Put the lines of the listing below into a JSON list of strings, one string per line, starting at the line that contains "Your task: a point for each instance of the steel" and continuing through the last line of the listing. Leave out any blank lines.
--- start Dataset records ---
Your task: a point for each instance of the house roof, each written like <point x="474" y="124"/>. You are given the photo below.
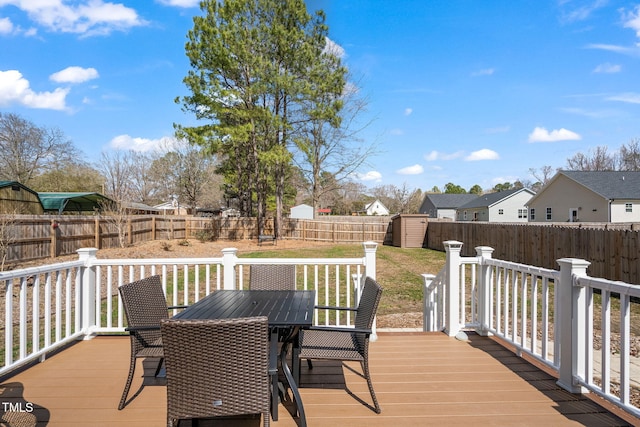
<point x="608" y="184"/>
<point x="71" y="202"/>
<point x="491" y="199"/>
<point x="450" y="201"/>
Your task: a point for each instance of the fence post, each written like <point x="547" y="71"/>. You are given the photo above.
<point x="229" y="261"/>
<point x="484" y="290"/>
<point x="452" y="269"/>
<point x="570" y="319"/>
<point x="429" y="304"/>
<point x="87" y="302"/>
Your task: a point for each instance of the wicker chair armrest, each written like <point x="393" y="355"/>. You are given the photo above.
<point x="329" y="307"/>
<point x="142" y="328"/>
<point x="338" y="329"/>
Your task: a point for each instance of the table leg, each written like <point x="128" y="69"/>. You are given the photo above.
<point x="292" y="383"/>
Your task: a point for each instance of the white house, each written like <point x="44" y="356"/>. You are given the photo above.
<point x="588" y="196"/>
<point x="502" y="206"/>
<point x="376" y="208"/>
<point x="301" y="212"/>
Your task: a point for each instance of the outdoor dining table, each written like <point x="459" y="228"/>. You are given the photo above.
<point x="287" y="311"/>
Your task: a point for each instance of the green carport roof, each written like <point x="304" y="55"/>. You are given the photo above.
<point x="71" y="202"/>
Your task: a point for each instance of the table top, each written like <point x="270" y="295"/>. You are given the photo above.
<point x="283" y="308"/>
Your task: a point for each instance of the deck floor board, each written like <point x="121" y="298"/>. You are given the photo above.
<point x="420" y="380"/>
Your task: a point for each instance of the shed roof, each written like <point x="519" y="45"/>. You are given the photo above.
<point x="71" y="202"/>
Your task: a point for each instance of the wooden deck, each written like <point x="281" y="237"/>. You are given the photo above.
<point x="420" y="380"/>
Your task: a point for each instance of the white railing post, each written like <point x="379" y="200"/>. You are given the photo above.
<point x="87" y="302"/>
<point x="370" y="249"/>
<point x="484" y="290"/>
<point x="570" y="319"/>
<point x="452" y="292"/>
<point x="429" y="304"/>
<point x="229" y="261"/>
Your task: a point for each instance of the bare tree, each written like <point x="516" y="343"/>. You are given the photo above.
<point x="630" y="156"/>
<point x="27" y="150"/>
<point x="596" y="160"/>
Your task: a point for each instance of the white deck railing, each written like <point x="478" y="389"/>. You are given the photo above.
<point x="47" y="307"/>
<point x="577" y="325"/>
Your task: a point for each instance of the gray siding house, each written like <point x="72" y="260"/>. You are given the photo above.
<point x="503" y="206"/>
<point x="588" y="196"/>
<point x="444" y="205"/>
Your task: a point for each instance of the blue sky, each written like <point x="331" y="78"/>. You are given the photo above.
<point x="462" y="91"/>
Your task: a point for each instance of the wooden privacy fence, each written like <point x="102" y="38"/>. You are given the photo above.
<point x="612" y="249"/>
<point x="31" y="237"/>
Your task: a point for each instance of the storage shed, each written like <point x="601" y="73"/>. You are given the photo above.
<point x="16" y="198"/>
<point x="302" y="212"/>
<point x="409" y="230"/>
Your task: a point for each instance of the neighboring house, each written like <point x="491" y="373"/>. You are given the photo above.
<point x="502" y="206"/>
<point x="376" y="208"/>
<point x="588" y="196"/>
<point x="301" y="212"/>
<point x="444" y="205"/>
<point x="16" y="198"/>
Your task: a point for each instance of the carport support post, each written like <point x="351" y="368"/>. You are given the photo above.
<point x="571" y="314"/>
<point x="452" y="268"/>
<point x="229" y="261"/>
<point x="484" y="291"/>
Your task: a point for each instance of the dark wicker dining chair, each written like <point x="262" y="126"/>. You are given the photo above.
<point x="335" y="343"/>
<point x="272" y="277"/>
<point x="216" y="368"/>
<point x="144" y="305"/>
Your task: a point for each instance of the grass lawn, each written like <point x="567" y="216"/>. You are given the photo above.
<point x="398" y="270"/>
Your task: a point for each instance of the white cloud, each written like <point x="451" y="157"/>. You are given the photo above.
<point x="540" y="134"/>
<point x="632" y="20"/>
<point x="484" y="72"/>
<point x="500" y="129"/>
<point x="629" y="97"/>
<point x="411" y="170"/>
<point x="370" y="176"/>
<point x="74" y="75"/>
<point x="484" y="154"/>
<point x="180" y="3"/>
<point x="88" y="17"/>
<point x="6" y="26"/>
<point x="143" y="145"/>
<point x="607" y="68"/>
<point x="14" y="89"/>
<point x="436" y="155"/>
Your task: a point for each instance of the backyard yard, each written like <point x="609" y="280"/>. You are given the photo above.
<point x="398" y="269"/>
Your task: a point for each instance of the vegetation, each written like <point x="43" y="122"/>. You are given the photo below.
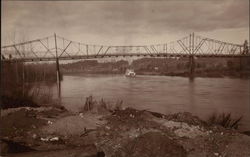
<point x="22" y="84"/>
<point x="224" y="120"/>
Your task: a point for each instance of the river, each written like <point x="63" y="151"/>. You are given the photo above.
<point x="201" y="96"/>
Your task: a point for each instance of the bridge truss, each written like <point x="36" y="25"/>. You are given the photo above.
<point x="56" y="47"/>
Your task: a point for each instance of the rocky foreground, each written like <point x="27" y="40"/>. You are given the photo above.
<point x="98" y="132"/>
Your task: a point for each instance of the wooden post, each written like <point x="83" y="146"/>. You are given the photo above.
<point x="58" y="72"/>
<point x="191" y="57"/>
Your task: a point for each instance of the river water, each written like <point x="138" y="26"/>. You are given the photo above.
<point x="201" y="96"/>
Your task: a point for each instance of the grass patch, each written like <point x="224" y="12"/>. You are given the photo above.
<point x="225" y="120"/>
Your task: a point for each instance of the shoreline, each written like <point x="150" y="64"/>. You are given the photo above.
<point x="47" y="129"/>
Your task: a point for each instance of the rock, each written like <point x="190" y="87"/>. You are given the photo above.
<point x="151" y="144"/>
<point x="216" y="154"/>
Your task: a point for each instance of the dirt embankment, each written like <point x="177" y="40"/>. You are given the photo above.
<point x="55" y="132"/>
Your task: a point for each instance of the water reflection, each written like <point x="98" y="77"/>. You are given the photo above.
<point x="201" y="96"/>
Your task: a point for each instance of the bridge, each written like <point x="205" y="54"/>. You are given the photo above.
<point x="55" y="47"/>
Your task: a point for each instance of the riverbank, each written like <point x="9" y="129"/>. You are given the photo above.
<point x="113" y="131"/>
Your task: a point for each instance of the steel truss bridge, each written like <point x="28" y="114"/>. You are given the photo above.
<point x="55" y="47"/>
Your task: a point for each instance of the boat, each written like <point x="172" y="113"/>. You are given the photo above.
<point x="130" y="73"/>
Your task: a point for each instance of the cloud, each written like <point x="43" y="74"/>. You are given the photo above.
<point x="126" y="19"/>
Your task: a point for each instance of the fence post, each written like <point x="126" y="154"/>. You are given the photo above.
--- end Dataset records ---
* _Exercise answer_
[
  "Your task: a point for each instance of the steel truss bridge, each written like <point x=\"28\" y=\"114\"/>. You are given the photo above.",
  "<point x=\"55\" y=\"47\"/>",
  "Your task: a point for each instance of the boat, each written like <point x=\"172\" y=\"113\"/>. You are given the photo above.",
  "<point x=\"130\" y=\"73\"/>",
  "Your task: a point for each instance of the cloud, each written like <point x=\"43\" y=\"74\"/>. You are given the photo above.",
  "<point x=\"126\" y=\"19\"/>",
  "Your task: a point for each instance of the fence post, each written like <point x=\"126\" y=\"154\"/>. You are given the photo above."
]